Task item:
The material must be copied out exactly, line for line.
--
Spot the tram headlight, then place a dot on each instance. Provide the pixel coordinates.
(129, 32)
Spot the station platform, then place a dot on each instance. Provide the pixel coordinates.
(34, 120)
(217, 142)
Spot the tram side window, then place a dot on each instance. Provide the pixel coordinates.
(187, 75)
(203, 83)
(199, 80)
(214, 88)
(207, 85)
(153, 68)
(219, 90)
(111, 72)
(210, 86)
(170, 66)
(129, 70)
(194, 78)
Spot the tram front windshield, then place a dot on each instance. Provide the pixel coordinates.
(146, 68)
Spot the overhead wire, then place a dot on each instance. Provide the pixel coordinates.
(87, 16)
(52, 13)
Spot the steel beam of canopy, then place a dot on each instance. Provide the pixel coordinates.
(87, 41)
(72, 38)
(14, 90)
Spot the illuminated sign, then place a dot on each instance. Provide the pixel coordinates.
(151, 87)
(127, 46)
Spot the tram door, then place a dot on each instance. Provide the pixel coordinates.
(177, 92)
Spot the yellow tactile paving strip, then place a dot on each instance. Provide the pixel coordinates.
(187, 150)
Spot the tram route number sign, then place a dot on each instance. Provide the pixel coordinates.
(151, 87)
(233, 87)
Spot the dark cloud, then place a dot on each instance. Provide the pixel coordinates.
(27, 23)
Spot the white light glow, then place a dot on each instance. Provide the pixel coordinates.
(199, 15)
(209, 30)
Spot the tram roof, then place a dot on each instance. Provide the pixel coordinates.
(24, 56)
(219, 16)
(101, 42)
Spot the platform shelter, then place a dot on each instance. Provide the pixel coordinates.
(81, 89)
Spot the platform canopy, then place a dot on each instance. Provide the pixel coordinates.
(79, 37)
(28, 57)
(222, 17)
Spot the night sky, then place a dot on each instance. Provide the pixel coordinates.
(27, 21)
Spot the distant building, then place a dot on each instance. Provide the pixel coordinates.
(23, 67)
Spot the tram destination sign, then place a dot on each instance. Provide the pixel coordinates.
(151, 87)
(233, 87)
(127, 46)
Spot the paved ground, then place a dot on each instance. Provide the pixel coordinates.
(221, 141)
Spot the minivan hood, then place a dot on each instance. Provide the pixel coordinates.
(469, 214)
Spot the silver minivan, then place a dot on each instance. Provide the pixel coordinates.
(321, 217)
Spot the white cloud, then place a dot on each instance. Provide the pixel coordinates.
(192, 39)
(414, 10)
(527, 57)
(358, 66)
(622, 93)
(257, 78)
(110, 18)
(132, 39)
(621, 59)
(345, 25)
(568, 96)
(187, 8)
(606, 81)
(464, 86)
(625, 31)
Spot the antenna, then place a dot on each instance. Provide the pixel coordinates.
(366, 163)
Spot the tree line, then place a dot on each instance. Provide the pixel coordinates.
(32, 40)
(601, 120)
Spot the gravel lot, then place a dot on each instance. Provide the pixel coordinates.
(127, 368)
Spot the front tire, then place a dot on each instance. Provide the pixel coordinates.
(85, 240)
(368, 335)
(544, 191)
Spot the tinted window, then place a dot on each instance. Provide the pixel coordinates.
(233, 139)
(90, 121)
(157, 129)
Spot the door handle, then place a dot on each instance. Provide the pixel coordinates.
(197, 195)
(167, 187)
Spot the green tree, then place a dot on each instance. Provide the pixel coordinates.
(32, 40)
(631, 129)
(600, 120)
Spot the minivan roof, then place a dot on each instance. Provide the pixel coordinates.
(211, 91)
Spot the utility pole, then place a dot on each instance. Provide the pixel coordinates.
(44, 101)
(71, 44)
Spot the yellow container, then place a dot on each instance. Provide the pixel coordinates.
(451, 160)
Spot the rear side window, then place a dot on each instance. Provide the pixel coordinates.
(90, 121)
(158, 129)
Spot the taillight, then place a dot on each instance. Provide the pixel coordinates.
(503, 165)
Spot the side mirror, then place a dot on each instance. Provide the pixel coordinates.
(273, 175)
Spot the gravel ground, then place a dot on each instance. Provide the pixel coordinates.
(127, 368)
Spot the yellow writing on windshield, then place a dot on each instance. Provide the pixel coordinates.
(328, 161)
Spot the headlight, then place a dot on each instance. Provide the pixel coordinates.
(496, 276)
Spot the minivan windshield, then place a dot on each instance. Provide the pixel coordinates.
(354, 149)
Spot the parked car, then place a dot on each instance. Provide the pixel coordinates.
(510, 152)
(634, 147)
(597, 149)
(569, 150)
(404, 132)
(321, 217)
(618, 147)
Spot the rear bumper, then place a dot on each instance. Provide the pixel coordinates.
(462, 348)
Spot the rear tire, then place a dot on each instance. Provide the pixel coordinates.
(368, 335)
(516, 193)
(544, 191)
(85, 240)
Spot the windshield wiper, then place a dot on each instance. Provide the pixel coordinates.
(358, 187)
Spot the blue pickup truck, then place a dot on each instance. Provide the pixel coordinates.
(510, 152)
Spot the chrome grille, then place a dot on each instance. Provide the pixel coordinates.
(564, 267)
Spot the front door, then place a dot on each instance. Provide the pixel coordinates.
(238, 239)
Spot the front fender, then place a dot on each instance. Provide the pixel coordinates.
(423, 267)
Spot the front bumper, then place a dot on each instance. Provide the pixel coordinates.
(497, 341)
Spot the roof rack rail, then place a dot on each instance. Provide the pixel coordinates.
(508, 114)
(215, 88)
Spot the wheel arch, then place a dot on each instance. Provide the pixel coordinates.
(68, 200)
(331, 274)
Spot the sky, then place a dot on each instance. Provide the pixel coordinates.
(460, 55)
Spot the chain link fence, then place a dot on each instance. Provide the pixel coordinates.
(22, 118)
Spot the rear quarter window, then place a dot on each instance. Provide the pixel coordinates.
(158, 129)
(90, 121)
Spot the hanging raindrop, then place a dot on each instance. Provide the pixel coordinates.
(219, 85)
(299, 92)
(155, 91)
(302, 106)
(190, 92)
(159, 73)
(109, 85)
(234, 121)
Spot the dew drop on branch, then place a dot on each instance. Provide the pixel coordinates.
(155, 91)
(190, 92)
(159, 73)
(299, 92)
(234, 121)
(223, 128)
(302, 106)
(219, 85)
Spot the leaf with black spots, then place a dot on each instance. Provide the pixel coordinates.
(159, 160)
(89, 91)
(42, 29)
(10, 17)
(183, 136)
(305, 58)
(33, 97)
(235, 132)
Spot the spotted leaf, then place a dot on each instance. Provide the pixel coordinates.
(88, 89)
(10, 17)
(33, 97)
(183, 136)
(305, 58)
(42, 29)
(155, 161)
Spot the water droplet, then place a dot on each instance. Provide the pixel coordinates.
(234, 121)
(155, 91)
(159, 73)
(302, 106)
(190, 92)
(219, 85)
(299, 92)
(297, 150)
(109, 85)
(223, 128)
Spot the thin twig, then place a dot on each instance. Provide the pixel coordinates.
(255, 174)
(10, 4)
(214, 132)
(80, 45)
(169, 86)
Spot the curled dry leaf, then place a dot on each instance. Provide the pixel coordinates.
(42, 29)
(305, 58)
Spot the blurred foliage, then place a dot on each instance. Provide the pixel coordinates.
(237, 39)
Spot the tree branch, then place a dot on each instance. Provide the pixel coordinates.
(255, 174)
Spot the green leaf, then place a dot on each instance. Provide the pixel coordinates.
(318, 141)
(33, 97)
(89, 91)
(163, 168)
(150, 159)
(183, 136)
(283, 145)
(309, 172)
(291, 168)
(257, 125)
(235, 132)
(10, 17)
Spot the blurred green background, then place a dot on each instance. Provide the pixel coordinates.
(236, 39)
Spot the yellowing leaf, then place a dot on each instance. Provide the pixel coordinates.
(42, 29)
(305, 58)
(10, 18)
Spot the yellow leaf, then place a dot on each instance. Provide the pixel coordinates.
--
Exercise answer:
Spot the tram headlight, then place a dot on each instance. Provide the pixel coordinates.
(129, 32)
Spot the station platform, then place a dot on each instance. Provide the pixel coordinates.
(34, 120)
(217, 142)
Spot the tram side window, then place a dot on each instance. Provide the pixel coordinates.
(187, 75)
(203, 83)
(199, 80)
(214, 88)
(207, 85)
(153, 68)
(219, 90)
(111, 72)
(210, 86)
(170, 66)
(129, 70)
(194, 78)
Spot the tram front windshield, then place a dot on each instance. Provide the pixel coordinates.
(146, 68)
Spot the overhead wire, then place a dot on each instance. Provide the pixel coordinates.
(87, 16)
(52, 13)
Spot the steel beam of canopy, then place a dot on each instance. Provide the pixel coordinates.
(87, 41)
(72, 38)
(14, 90)
Spot the illuminated sign, then place a dot on each instance. Provide the pixel coordinates.
(151, 87)
(127, 46)
Spot the tram door, then place a dot on each instance. Provide the pixel coordinates.
(177, 92)
Spot the yellow tactile paving strip, then place a dot on each instance. Provide the pixel coordinates.
(187, 150)
Spot the tram route number sign, then place a dot on each instance. Provide the pixel coordinates.
(151, 87)
(233, 87)
Spot the dark cloud, then place a dot on each instance. Provide the pixel coordinates.
(27, 23)
Spot the white light glow, then place a dot on each instance. Provide the pixel coordinates.
(199, 15)
(209, 30)
Spot the tram roof, then place a dot on each instance. Provide the pixel coordinates.
(24, 56)
(219, 16)
(101, 42)
Spot the platform shelter, then place a dot on each instance. Provide the pixel coordinates.
(81, 89)
Spot the platform canopy, then place a dot on each instance. Provide the pixel coordinates.
(79, 37)
(28, 57)
(222, 17)
Spot the night sky, then place a dot on each instance. Provide the pixel coordinates.
(27, 21)
Spot the distant building, then place a dot on each instance. Provide the pixel coordinates.
(23, 67)
Spot the tram destination sign, then place a dot on each instance. Provide the pixel coordinates.
(151, 87)
(233, 87)
(127, 46)
Spot the paved ground, then place a dot on each instance. Provide the pixel coordinates.
(221, 141)
Spot the minivan hood, then place a dot on each instance. Provide the pixel coordinates.
(469, 214)
Spot the silver minivan, then place a dot on each instance. Provide the pixel coordinates.
(321, 217)
Spot the white cloud, then place a dot on each instance. Provide the pixel coordinates.
(192, 39)
(414, 10)
(527, 57)
(358, 66)
(622, 93)
(257, 78)
(110, 18)
(132, 39)
(621, 59)
(345, 25)
(568, 96)
(187, 8)
(606, 81)
(464, 86)
(625, 31)
Spot the antenna, then place a dot on each instance. Provide the pixel coordinates.
(366, 163)
Spot the tree line, then place a dot on each instance. Provide the pixel coordinates.
(32, 40)
(601, 120)
Spot the gravel lot, then place a dot on each instance. Provide the pixel coordinates.
(127, 368)
Spot the front tire, then place a dot on each instance. Provide the pixel coordinates.
(85, 240)
(368, 335)
(544, 191)
Spot the tinted window, then place a dot on each instance. Provide the pixel coordinates.
(233, 139)
(90, 121)
(157, 129)
Spot the door handle, then place a dot on each instance. Provide the pixel coordinates.
(197, 195)
(167, 187)
Spot the green tree, then place a dot on each instance. Provide the pixel coordinates.
(32, 40)
(631, 129)
(600, 120)
Spot the minivan roof, then place a dot on each instance. Provide the pixel coordinates.
(211, 91)
Spot the utility pole, then place a dot on each instance. Provide the pixel coordinates.
(44, 101)
(71, 44)
Spot the yellow container, then place a dot on each instance. Provide the pixel coordinates.
(451, 160)
Spot the rear side window, then place a dot on each instance. Provide the pixel coordinates.
(90, 121)
(158, 129)
Spot the taillight, then place a dot on each instance. Provide the pixel coordinates.
(503, 165)
Spot the side mirror, then place a dot on each instance. Provide the pixel coordinates.
(273, 175)
Spot the gravel ground, then place a dot on each instance. Provide the pixel coordinates.
(127, 368)
Spot the yellow writing on windshield, then place a dot on each instance. Provide the pixel coordinates.
(328, 161)
Spot the headlight, then place a dot on each instance. Provide the pixel coordinates.
(496, 276)
Spot the minivan windshield, then place a dot on each instance. Provide the pixel coordinates.
(354, 149)
Spot the parked car, then place a dot on each instance. Provide the pixel coordinates.
(510, 152)
(634, 147)
(597, 149)
(569, 150)
(404, 132)
(321, 217)
(618, 147)
Spot the rear bumper, then place a dot on each instance. Provide the pixel coordinates.
(462, 348)
Spot the rear tire, then place a dot on each instance. Provide the pixel coordinates.
(368, 335)
(516, 193)
(544, 191)
(85, 240)
Spot the windshield wiper, then place a dot on each instance. Provide the pixel coordinates.
(358, 187)
Spot the blue pickup truck, then place a dot on each instance. Provide the pixel coordinates.
(510, 152)
Spot the chrome grille, then place a dot on each instance. Provide the pixel coordinates.
(564, 267)
Spot the front door, then place a dot on each instance. Provide the pixel coordinates.
(238, 239)
Spot the front fender, then place a dot on each instance. Provide the pixel coordinates.
(423, 267)
Spot the front bumper, then place a dot on each instance. Provide the pixel coordinates.
(497, 341)
Spot the roof rack rail, then place a dot on each instance. Provide the pixel coordinates.
(508, 114)
(215, 88)
Spot the wheel arch, then place a dot on each instance. Provide the pixel coordinates.
(68, 200)
(331, 274)
Spot the sky, then place a dot on each instance. Provide the pixel coordinates.
(460, 55)
Spot the chain link fence, then place a dot on each instance. Provide the pixel coordinates.
(22, 118)
Spot the rear quarter window, then place a dot on each instance. Provide the pixel coordinates.
(158, 129)
(90, 121)
Spot the hanging raindrop, then place a dot on each instance. Provide the pixel coordinates.
(219, 85)
(299, 92)
(155, 91)
(302, 106)
(190, 92)
(159, 73)
(109, 85)
(234, 121)
Spot the dew drop on branch, then place a dot on each instance. Provide the pixel coordinates.
(155, 91)
(190, 92)
(159, 73)
(299, 92)
(234, 121)
(223, 128)
(302, 106)
(219, 85)
Spot the leaf with black spots, then place a dot on each instance. Provide the pixel coordinates.
(159, 160)
(89, 91)
(42, 29)
(10, 17)
(183, 136)
(305, 58)
(33, 97)
(235, 132)
Spot the spotted leaf, then place a dot on each instance. Provide the pixel coordinates.
(88, 89)
(10, 17)
(33, 97)
(183, 136)
(305, 58)
(42, 29)
(155, 161)
Spot the water droplet, then place a dot on each instance. Provide the pixel coordinates.
(234, 121)
(155, 91)
(159, 73)
(302, 106)
(190, 92)
(219, 85)
(299, 92)
(297, 150)
(109, 85)
(223, 128)
Spot the thin twig, then place a dot on each instance. Provide the pixel coordinates.
(255, 174)
(10, 4)
(214, 132)
(80, 45)
(169, 86)
Spot the curled dry leaf, then place a dot on each instance. Provide the pixel coordinates.
(42, 29)
(305, 58)
Spot the blurred foliage, then place a dot on each instance. Provide the pixel coordinates.
(237, 39)
Spot the tree branch, then place a dot on each instance. Provide the pixel coordinates.
(255, 174)
Spot the green leaf, then place a dot on each instance. Provide the pixel coordinates.
(318, 141)
(33, 97)
(89, 91)
(163, 168)
(150, 159)
(183, 136)
(283, 145)
(309, 172)
(291, 168)
(257, 125)
(235, 132)
(10, 17)
Spot the blurred green background, then place a dot on each instance. Provide the pixel coordinates.
(236, 39)
Spot the yellowing leaf, then place a dot on each instance. Provide the pixel coordinates.
(42, 29)
(305, 58)
(10, 18)
Spot the yellow leaf, then place a dot on each instance. Provide the pixel coordinates.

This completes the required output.